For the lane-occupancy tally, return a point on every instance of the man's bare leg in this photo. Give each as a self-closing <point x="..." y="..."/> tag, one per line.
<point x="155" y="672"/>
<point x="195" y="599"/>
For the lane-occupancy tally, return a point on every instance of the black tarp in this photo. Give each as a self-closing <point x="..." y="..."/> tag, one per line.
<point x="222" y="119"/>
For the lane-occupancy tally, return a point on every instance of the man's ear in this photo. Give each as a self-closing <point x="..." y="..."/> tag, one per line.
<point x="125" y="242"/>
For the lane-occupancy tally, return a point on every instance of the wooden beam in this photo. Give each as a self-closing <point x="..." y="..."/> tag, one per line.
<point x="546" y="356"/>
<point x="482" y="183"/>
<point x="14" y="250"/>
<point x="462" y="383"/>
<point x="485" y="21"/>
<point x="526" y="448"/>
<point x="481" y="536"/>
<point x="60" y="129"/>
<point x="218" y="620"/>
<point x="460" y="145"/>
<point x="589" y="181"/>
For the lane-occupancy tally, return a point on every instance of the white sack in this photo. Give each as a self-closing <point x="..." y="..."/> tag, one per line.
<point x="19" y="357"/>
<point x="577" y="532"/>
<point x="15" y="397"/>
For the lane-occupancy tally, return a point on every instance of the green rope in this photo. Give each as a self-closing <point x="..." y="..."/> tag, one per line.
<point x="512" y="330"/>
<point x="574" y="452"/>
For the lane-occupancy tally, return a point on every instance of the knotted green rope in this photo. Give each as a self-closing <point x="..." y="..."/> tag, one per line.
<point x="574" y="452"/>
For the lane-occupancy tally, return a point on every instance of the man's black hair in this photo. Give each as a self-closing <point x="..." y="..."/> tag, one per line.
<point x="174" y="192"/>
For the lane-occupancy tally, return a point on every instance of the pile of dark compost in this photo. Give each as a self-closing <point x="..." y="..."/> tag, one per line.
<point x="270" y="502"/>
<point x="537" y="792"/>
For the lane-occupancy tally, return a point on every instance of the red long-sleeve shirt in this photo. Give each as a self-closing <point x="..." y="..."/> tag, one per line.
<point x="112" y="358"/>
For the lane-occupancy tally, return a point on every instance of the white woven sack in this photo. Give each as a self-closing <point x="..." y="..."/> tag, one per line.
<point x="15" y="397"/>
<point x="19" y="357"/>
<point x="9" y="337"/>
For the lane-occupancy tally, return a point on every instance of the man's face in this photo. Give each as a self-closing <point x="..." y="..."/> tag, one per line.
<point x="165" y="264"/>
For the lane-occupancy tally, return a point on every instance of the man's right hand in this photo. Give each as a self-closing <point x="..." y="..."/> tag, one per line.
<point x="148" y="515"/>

> _To be done_:
Rewrite every one of the records above as a numbered list, leaving out any blank lines.

> _Response to the task_:
1. For the lane-occupancy tally, return a point on every instance of the man's bare leg in this photo. Give each as a self-closing <point x="..." y="..."/> tag, one per line.
2. <point x="155" y="672"/>
3. <point x="195" y="599"/>
4. For the lane-occupancy tally, return a point on every instance of the black tarp in this photo. Give each as a self-closing <point x="..." y="..."/> tag, one per line.
5. <point x="222" y="119"/>
6. For the lane-occupancy tally, return a point on every instance of the man's ear in this photo. Give each as a self-closing <point x="..." y="..."/> tag, one per line.
7. <point x="125" y="242"/>
8. For the lane-occupancy tally, return a point on every instance of the wooden beam in this photo. Give each as a self-closing <point x="..." y="..."/> tag, one per line.
9. <point x="546" y="356"/>
10. <point x="482" y="183"/>
11. <point x="14" y="250"/>
12. <point x="462" y="383"/>
13. <point x="485" y="21"/>
14. <point x="526" y="448"/>
15. <point x="481" y="536"/>
16. <point x="60" y="129"/>
17. <point x="218" y="620"/>
18. <point x="460" y="145"/>
19. <point x="589" y="181"/>
20. For the lane-occupancy tally, return a point on every instance of the white sack in this photo. Give each as a self-closing <point x="..." y="..."/> tag, one per line.
21. <point x="19" y="357"/>
22. <point x="577" y="532"/>
23. <point x="15" y="397"/>
24. For the lane-occupancy tally, return a point on every instance of the green rope in this photo. Give each as a self-closing <point x="..." y="..."/> tag, one per line.
25. <point x="512" y="330"/>
26. <point x="574" y="452"/>
27. For the lane-occupancy tally, return a point on every instance of the knotted green rope in this photo. Give each as a self-closing <point x="..." y="..."/> tag, one per line.
28. <point x="574" y="452"/>
29. For the lane-occupancy tally, return a point on every instance of the man's black hair in this photo. Give each as a self-closing <point x="..." y="..."/> tag, one per line.
30. <point x="174" y="192"/>
31. For the lane-occupancy tally, return a point on every instance of the pile of dark compost in this photo. Give each as a self-closing <point x="..." y="..."/> tag, one per line.
32. <point x="270" y="502"/>
33. <point x="537" y="792"/>
34. For the lane-occupancy tally, return a point on every instance of the red long-sleeve shirt in this photo. Give each as a self-closing <point x="..." y="..."/> tag, one per line.
35. <point x="112" y="358"/>
36. For the lane-occupancy tally, return a point on every instance of the white woven sack in this photo. Give each as a self-closing <point x="..." y="..."/> tag, one per line.
37. <point x="15" y="397"/>
38. <point x="19" y="357"/>
39. <point x="9" y="337"/>
40. For the lane-occupancy tally, return a point on every instance of the man's face in this photo. Give each as a self-closing <point x="..." y="..."/> tag, one per line.
41. <point x="165" y="264"/>
42. For the lane-occupancy tally, return a point on every instance of the man's right hand in this photo. Give each as a self-closing <point x="..." y="..."/> tag, one per line.
43. <point x="148" y="515"/>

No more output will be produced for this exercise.